▶ To do
Reproduce only the lines from the line containing "the black sneaker" to the end of the entries below, including both of those lines.

▶ Source material
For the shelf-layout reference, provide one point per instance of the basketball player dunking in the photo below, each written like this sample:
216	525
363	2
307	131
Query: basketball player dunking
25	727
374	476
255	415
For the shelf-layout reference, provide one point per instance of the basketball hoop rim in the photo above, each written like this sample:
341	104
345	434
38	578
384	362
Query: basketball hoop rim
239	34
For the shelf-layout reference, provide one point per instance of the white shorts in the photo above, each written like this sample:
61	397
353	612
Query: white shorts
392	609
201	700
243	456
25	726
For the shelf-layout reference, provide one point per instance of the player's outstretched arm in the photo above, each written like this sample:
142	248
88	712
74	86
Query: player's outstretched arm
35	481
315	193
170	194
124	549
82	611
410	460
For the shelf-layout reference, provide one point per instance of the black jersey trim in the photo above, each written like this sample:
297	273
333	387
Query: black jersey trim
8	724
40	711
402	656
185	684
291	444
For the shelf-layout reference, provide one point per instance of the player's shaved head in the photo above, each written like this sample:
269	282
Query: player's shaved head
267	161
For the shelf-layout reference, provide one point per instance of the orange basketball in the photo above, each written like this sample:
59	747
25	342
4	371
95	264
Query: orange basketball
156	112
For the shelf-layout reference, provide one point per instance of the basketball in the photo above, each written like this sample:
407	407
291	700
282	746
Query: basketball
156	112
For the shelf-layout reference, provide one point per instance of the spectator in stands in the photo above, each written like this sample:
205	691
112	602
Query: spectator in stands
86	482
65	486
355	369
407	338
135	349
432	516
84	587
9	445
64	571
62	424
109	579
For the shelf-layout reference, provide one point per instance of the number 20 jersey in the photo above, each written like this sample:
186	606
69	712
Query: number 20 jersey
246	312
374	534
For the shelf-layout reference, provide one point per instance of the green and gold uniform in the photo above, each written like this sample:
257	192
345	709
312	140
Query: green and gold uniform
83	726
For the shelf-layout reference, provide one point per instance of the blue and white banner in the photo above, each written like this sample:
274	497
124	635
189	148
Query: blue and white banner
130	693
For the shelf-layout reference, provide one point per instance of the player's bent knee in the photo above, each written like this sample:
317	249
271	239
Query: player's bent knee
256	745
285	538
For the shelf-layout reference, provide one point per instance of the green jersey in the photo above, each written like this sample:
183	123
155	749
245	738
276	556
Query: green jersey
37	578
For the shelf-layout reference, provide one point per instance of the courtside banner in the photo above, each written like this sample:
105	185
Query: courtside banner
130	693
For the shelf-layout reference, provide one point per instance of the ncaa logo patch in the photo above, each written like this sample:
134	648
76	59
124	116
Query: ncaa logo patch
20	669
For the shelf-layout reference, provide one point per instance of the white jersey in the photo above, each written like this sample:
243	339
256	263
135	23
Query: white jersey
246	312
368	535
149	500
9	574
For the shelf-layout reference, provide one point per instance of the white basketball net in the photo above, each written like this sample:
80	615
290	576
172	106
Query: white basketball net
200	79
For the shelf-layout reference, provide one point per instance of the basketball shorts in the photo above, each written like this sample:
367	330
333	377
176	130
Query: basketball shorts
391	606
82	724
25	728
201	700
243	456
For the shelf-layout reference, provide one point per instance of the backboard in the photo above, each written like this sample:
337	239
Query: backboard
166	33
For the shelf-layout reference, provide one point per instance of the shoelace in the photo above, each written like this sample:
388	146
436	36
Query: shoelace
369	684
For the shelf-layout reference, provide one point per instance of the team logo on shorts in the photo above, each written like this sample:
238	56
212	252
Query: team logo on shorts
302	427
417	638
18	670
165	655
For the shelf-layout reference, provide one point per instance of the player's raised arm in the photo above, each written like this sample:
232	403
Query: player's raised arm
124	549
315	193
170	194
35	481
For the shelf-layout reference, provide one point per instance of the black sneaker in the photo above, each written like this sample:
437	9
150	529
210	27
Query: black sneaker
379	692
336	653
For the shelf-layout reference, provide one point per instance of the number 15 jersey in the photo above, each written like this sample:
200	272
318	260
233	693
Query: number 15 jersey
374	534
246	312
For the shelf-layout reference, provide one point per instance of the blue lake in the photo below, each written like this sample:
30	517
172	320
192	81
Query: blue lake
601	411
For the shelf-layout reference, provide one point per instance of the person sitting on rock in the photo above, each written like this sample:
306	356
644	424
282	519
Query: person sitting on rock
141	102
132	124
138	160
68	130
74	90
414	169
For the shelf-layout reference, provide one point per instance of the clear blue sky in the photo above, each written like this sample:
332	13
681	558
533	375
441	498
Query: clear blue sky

▶ Answer to this task
For the shelf-layout reference, provide one point per instance of the black sneaker in the photo above, each written like this sample:
437	9
150	529
210	27
Query: black sneaker
379	692
336	653
For the shelf-layout reference, provide one point per instance of the number 15 jersey in the photo above, each written like this sample:
200	272
318	260
233	693
Query: number 15 jersey
374	534
246	312
For the shelf-layout reference, provide one point per instance of the blue lake in the photo below, each written like this sample:
30	517
172	320
192	81
Query: blue lake
601	411
For the shelf-layout reference, provide one point per instance of the person sitting on rock in the photo above, each written like this sample:
306	356
644	424
282	519
Query: person sitting on rock
141	102
132	124
138	160
68	130
74	90
414	169
For the shelf-layout reference, provide one point per instance of the clear blue sky in the photo above, each written like this sample:
332	13
681	558
533	375
441	498
Query: clear blue sky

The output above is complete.